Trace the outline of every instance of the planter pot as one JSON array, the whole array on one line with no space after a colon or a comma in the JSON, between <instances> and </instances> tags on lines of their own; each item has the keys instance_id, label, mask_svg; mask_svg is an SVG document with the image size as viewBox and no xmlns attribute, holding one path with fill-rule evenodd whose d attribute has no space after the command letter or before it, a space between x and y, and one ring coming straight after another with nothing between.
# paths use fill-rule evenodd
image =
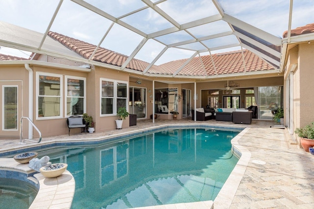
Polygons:
<instances>
[{"instance_id":1,"label":"planter pot","mask_svg":"<svg viewBox=\"0 0 314 209\"><path fill-rule=\"evenodd\" d=\"M302 147L303 147L303 149L304 149L304 150L309 152L309 148L314 146L314 139L300 138L300 143Z\"/></svg>"},{"instance_id":2,"label":"planter pot","mask_svg":"<svg viewBox=\"0 0 314 209\"><path fill-rule=\"evenodd\" d=\"M15 161L20 163L27 163L31 159L37 157L37 155L38 155L38 153L37 152L26 152L16 155L13 158Z\"/></svg>"},{"instance_id":3,"label":"planter pot","mask_svg":"<svg viewBox=\"0 0 314 209\"><path fill-rule=\"evenodd\" d=\"M39 171L46 178L54 178L63 173L67 167L67 163L54 163L42 167Z\"/></svg>"},{"instance_id":4,"label":"planter pot","mask_svg":"<svg viewBox=\"0 0 314 209\"><path fill-rule=\"evenodd\" d=\"M116 123L117 124L117 129L122 129L123 123L123 120L116 120Z\"/></svg>"},{"instance_id":5,"label":"planter pot","mask_svg":"<svg viewBox=\"0 0 314 209\"><path fill-rule=\"evenodd\" d=\"M93 133L94 131L95 131L95 129L94 128L88 128L88 132Z\"/></svg>"},{"instance_id":6,"label":"planter pot","mask_svg":"<svg viewBox=\"0 0 314 209\"><path fill-rule=\"evenodd\" d=\"M284 118L280 118L280 125L284 125Z\"/></svg>"},{"instance_id":7,"label":"planter pot","mask_svg":"<svg viewBox=\"0 0 314 209\"><path fill-rule=\"evenodd\" d=\"M310 151L310 153L313 155L314 155L314 147L309 147L309 151Z\"/></svg>"}]
</instances>

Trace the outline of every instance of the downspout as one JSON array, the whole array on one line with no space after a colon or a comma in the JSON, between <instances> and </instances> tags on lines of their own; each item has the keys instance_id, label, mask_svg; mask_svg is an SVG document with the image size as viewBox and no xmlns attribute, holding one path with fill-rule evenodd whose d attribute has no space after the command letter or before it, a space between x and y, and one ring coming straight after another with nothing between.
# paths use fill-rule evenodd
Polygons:
<instances>
[{"instance_id":1,"label":"downspout","mask_svg":"<svg viewBox=\"0 0 314 209\"><path fill-rule=\"evenodd\" d=\"M33 121L33 70L30 68L29 65L24 64L25 69L28 71L28 118ZM28 126L28 139L32 138L33 127Z\"/></svg>"}]
</instances>

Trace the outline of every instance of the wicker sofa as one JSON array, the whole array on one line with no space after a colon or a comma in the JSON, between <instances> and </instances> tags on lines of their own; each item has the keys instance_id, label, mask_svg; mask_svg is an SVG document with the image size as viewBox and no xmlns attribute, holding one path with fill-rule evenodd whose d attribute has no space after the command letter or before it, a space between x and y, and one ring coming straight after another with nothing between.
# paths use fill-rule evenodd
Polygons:
<instances>
[{"instance_id":1,"label":"wicker sofa","mask_svg":"<svg viewBox=\"0 0 314 209\"><path fill-rule=\"evenodd\" d=\"M207 112L204 108L201 107L196 108L196 120L205 121L210 120L212 118L212 114L211 113ZM194 120L194 111L192 111L192 119Z\"/></svg>"},{"instance_id":2,"label":"wicker sofa","mask_svg":"<svg viewBox=\"0 0 314 209\"><path fill-rule=\"evenodd\" d=\"M219 112L219 109L222 112ZM221 121L232 121L232 113L236 108L218 108L216 112L216 120Z\"/></svg>"},{"instance_id":3,"label":"wicker sofa","mask_svg":"<svg viewBox=\"0 0 314 209\"><path fill-rule=\"evenodd\" d=\"M234 123L250 124L252 123L252 112L248 110L236 110L232 112L232 122Z\"/></svg>"}]
</instances>

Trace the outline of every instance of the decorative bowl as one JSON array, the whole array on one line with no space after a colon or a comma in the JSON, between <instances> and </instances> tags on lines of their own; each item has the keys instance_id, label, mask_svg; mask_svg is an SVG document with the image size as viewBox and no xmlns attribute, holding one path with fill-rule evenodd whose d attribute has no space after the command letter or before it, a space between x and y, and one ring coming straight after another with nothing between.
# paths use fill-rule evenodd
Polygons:
<instances>
[{"instance_id":1,"label":"decorative bowl","mask_svg":"<svg viewBox=\"0 0 314 209\"><path fill-rule=\"evenodd\" d=\"M33 158L37 157L38 153L37 152L26 152L15 155L13 158L18 163L27 163Z\"/></svg>"},{"instance_id":2,"label":"decorative bowl","mask_svg":"<svg viewBox=\"0 0 314 209\"><path fill-rule=\"evenodd\" d=\"M46 178L54 178L63 173L67 167L67 163L53 163L41 167L39 171Z\"/></svg>"},{"instance_id":3,"label":"decorative bowl","mask_svg":"<svg viewBox=\"0 0 314 209\"><path fill-rule=\"evenodd\" d=\"M309 152L310 152L310 153L311 154L312 154L312 155L314 155L314 147L309 147Z\"/></svg>"}]
</instances>

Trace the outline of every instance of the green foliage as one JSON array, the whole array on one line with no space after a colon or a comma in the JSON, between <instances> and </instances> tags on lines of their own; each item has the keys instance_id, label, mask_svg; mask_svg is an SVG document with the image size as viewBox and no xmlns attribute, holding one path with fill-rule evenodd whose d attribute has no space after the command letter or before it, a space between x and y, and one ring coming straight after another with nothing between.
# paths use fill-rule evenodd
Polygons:
<instances>
[{"instance_id":1,"label":"green foliage","mask_svg":"<svg viewBox=\"0 0 314 209\"><path fill-rule=\"evenodd\" d=\"M274 114L274 120L275 121L278 121L280 120L280 118L284 117L284 109L282 108L278 108L275 112Z\"/></svg>"},{"instance_id":2,"label":"green foliage","mask_svg":"<svg viewBox=\"0 0 314 209\"><path fill-rule=\"evenodd\" d=\"M298 128L294 131L299 137L314 139L314 122L303 128Z\"/></svg>"},{"instance_id":3,"label":"green foliage","mask_svg":"<svg viewBox=\"0 0 314 209\"><path fill-rule=\"evenodd\" d=\"M119 120L125 120L126 117L129 116L129 113L125 107L119 107L117 112L117 116Z\"/></svg>"},{"instance_id":4,"label":"green foliage","mask_svg":"<svg viewBox=\"0 0 314 209\"><path fill-rule=\"evenodd\" d=\"M85 120L85 123L88 124L87 127L94 128L95 123L93 121L93 117L89 116L87 113L84 113L83 114L83 119Z\"/></svg>"}]
</instances>

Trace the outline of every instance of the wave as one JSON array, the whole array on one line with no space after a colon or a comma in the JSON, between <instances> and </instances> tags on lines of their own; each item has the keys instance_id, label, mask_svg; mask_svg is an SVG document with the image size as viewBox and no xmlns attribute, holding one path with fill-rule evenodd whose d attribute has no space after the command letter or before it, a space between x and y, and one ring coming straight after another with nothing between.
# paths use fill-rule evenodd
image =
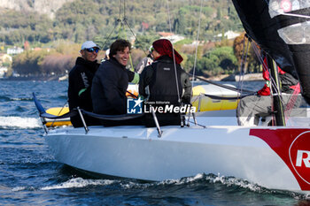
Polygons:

● AIM
Please rewrite the listing above with every "Trace the outline" changed to "Draw the outline" and everything else left unchanged. Leave the pictures out.

● TASK ANSWER
Draw the outline of every instance of the planter pot as one JSON array, the whole array on one line with no space after a colon or a comma in the JSON, between <instances> and </instances> tags on lines of their own; each item has the keys instance_id, label, mask_svg; mask_svg is an SVG document with the image size as viewBox and no xmlns attribute, holding one path with fill-rule evenodd whose d attribute has no space after the command letter or before it, a space between x and y, and one ring coming straight after another with nothing between.
# paths use fill-rule evenodd
image =
Polygons:
<instances>
[{"instance_id":1,"label":"planter pot","mask_svg":"<svg viewBox=\"0 0 314 209\"><path fill-rule=\"evenodd\" d=\"M302 147L303 147L303 149L304 149L304 150L309 152L309 148L314 146L314 139L300 138L300 143Z\"/></svg>"},{"instance_id":2,"label":"planter pot","mask_svg":"<svg viewBox=\"0 0 314 209\"><path fill-rule=\"evenodd\" d=\"M15 161L20 163L27 163L31 159L37 157L37 155L38 155L38 153L37 152L26 152L16 155L13 158Z\"/></svg>"},{"instance_id":3,"label":"planter pot","mask_svg":"<svg viewBox=\"0 0 314 209\"><path fill-rule=\"evenodd\" d=\"M39 171L46 178L54 178L63 173L67 167L67 163L54 163L42 167Z\"/></svg>"},{"instance_id":4,"label":"planter pot","mask_svg":"<svg viewBox=\"0 0 314 209\"><path fill-rule=\"evenodd\" d=\"M116 123L117 124L117 129L122 129L123 123L123 120L116 120Z\"/></svg>"},{"instance_id":5,"label":"planter pot","mask_svg":"<svg viewBox=\"0 0 314 209\"><path fill-rule=\"evenodd\" d=\"M93 133L94 131L95 131L95 129L94 128L88 128L88 132Z\"/></svg>"},{"instance_id":6,"label":"planter pot","mask_svg":"<svg viewBox=\"0 0 314 209\"><path fill-rule=\"evenodd\" d=\"M284 118L280 118L280 125L284 125Z\"/></svg>"},{"instance_id":7,"label":"planter pot","mask_svg":"<svg viewBox=\"0 0 314 209\"><path fill-rule=\"evenodd\" d=\"M310 151L310 153L313 155L314 155L314 147L309 147L309 151Z\"/></svg>"}]
</instances>

Draw the outline of every instance of the downspout as one JSON array, the whole array on one line with no space after a colon or a comma in the JSON, between <instances> and </instances> tags on lines of their own; each item has the keys instance_id, label, mask_svg; mask_svg is an SVG document with the image size as viewBox and no xmlns attribute, holding one path with fill-rule evenodd whose d attribute has no space after the command letter or before it, a space between x and y, and one ring coming straight after another with nothing between.
# paths use fill-rule evenodd
Polygons:
<instances>
[{"instance_id":1,"label":"downspout","mask_svg":"<svg viewBox=\"0 0 314 209\"><path fill-rule=\"evenodd\" d=\"M33 121L33 70L30 68L29 65L24 64L25 69L28 71L28 118ZM28 126L28 139L32 138L33 127Z\"/></svg>"}]
</instances>

Draw the outline of every instance of the wicker sofa as one JSON array, the whole array on one line with no space after a colon or a comma in the JSON, between <instances> and </instances> tags on lines of their own; each item has the keys instance_id, label, mask_svg; mask_svg is an SVG document with the image size as viewBox and no xmlns attribute, holding one path with fill-rule evenodd whose d attribute has no space after the command letter or before it, a space between x and y, and one ring coming straight after another with nothing between.
# paths use fill-rule evenodd
Polygons:
<instances>
[{"instance_id":1,"label":"wicker sofa","mask_svg":"<svg viewBox=\"0 0 314 209\"><path fill-rule=\"evenodd\" d=\"M207 112L204 108L201 107L196 108L196 120L205 121L210 120L212 118L212 114L211 113ZM194 120L194 111L192 111L192 119Z\"/></svg>"},{"instance_id":2,"label":"wicker sofa","mask_svg":"<svg viewBox=\"0 0 314 209\"><path fill-rule=\"evenodd\" d=\"M219 112L219 109L222 112ZM221 121L232 121L232 113L236 108L218 108L216 112L216 120Z\"/></svg>"},{"instance_id":3,"label":"wicker sofa","mask_svg":"<svg viewBox=\"0 0 314 209\"><path fill-rule=\"evenodd\" d=\"M234 123L250 124L252 123L252 112L248 110L236 110L232 112L232 122Z\"/></svg>"}]
</instances>

Draw the outline of every instance of the decorative bowl as one JSON array, the whole array on one line with no space after a colon or a comma in the JSON, between <instances> and </instances> tags on lines of their own; each item has the keys instance_id, label, mask_svg; mask_svg is an SVG document with the image size as viewBox and no xmlns attribute, holding one path with fill-rule evenodd whose d attribute has no space after the command letter or before it, a space between x and y, and one ring coming straight after another with nothing between.
# paths use fill-rule evenodd
Polygons:
<instances>
[{"instance_id":1,"label":"decorative bowl","mask_svg":"<svg viewBox=\"0 0 314 209\"><path fill-rule=\"evenodd\" d=\"M33 158L37 157L38 153L37 152L26 152L15 155L13 158L18 163L27 163Z\"/></svg>"},{"instance_id":2,"label":"decorative bowl","mask_svg":"<svg viewBox=\"0 0 314 209\"><path fill-rule=\"evenodd\" d=\"M46 178L54 178L63 173L67 167L67 163L53 163L41 167L39 171Z\"/></svg>"},{"instance_id":3,"label":"decorative bowl","mask_svg":"<svg viewBox=\"0 0 314 209\"><path fill-rule=\"evenodd\" d=\"M309 152L310 152L310 153L311 154L312 154L312 155L314 155L314 147L309 147Z\"/></svg>"}]
</instances>

Draw the outline of every instance of the green foliage as one JSON array, the whole array on one line with no space after a colon or a comma in the JSON, between <instances> and </instances> tags on lines of their own; each item has the keys instance_id, label, mask_svg; mask_svg is an SVG document with the image size as viewBox and no xmlns attribute, holding one path with fill-rule evenodd whose d attribute has no space after the command letter or before it, a space between x and y, and one ring coming straight after another with nothing between.
# paths use fill-rule evenodd
Polygons:
<instances>
[{"instance_id":1,"label":"green foliage","mask_svg":"<svg viewBox=\"0 0 314 209\"><path fill-rule=\"evenodd\" d=\"M274 114L274 120L275 121L278 121L280 120L280 118L284 117L284 109L282 108L278 108L275 112Z\"/></svg>"},{"instance_id":2,"label":"green foliage","mask_svg":"<svg viewBox=\"0 0 314 209\"><path fill-rule=\"evenodd\" d=\"M298 128L294 131L299 137L314 139L314 122L303 128Z\"/></svg>"},{"instance_id":3,"label":"green foliage","mask_svg":"<svg viewBox=\"0 0 314 209\"><path fill-rule=\"evenodd\" d=\"M119 120L125 120L126 117L129 116L129 113L125 107L119 107L117 112L117 116Z\"/></svg>"},{"instance_id":4,"label":"green foliage","mask_svg":"<svg viewBox=\"0 0 314 209\"><path fill-rule=\"evenodd\" d=\"M85 120L85 123L88 124L87 127L94 128L95 123L93 121L93 117L89 116L87 113L84 113L83 114L83 119Z\"/></svg>"}]
</instances>

Draw the outline of every instance of the wave as one JSON array, the whole array on one line with no space after a colon or a comma in the JSON, between <instances> and </instances> tags on lines of their own; each item has the keys instance_id, label, mask_svg; mask_svg is an SVG document with the image size as viewBox and no xmlns attribute, holding one path with fill-rule evenodd whose d attribute has no space after the command letter or before it, a space between x and y, and one ring coming straight after another with nothing between.
# paths use fill-rule evenodd
image =
Polygons:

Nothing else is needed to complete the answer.